## [DOCUMENT PASSAGE]
As for the caatinga areas, in the surroundings of the Cachoeira II dam [49], this class was predominant, however, in the region of the São Paulo stream watershed, in the semiarid region of Pernambuco, there was a gradual replacement of the caatinga areas by agriculture and pasture areas between 1991 and 2010 [52], which was also observed in this study.

The growth of exposed soil areas was also found in the municipality of Belém do São Francisco, with a growth of 3.5% of these spaces between 1985 and 2010 [53]. In urbanized areas, it is concluded that hydrographic basins located in interior regions have low representativeness since cities are considered small/medium-sized [54]. Studies reinforce that the increase in areas of exposed soil, associated with the reduction in native vegetation, makes the watersheds vulnerable to erosive processes, requiring adequate management of these areas. Thus, the ideal is the inexistence of this type of use, because it characterizes areas devoid of vegetation, which favors environmental degradation [55,56].

Studies developed in the Espírito Santo watershed indicated that pasture areas represent 36.5% of the analyzed area [55]. In the areas of the Córrego Cantagalo watershed, pasture areas were considered predominant, occupying 71.36% of the total area [57]. The management of these areas is also recommended as an alternative for the conservation of these environments and the reduction of their environmental impacts.

Given the analyses and results obtained, it is observed that the reduction in native vegetation and, consequently, the increase in agricultural areas, due to the greater supply of water in the region, with the construction of the PISF reservoirs. However, the suppression of native vegetation leads to problems such as biodiversity loss, changes in water quality, and soil conservation [4]. The management must happen in a participatory way, aiming at the protection and conservation of ecosystems, while also providing the development of the region, since the guarantee of water security happens when there is water available for the supply of the population and also for the development of activities that depend directly or indirectly on the availability and quality of water.

## [THE PROBLEM]
Resume the passage on land-use change in semiarid watersheds, picking up right after its final sentence.

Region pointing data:
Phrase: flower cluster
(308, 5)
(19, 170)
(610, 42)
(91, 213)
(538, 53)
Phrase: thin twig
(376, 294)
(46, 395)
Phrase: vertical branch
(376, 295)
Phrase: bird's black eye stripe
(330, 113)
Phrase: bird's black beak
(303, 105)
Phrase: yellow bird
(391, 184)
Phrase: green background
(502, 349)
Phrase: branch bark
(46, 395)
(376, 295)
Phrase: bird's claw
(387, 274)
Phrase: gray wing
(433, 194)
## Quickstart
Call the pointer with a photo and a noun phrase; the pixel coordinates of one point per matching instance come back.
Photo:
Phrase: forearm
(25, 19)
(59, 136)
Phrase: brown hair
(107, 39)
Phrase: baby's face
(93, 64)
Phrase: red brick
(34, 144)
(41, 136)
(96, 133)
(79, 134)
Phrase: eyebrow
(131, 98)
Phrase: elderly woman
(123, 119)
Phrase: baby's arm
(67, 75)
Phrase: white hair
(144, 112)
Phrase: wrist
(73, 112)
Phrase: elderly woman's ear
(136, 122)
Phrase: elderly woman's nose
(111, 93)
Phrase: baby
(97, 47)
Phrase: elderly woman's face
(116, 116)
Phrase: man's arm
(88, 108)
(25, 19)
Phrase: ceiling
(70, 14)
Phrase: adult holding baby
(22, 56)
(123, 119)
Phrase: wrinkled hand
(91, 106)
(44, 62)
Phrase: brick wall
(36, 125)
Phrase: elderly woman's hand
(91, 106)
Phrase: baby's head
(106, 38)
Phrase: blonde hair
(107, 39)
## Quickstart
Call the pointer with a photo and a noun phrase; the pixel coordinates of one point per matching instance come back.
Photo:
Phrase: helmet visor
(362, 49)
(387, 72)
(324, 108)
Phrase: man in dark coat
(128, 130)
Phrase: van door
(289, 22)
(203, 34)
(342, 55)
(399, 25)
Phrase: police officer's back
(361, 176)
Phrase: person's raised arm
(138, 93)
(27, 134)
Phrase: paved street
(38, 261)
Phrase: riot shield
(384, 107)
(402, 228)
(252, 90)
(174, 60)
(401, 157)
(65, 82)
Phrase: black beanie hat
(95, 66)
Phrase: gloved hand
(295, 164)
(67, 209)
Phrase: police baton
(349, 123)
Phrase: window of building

## [YOUR RESPONSE]
5. Conclusions

Considering the small amount of observed data available due to the absence of data or failures in the monitoring of the reservoir, there is the possibility of using the SUPer for the management of water resources in the state of Pernambuco due to the long historical series available (1963–2021) of estimated water quality data. Thus, it is recommended to apply precision studies of the series of water quality data estimated by SUPer to other reservoirs in the state where there are monitoring stations. However, it is essential to carry out more on-site collections for analysis and monitoring of water quality, enabling better validation of the SUPer, in addition to making the data available to the community, as recommended by the National Water Resources Policy in Brazil.

For the temporal analysis of water quality, it can be concluded that the water of the Nilo Coelho reservoir can be classified as a little compromised, since most of the data are within the limits established by the resolution. There is greater variation in phosphorus values, which may be associated with the presence of urban areas and, consequently, the release of effluents, as well as agricultural areas around the reservoir. Continuous monitoring in the region is suggested, given that the reservoir is also used for human supply.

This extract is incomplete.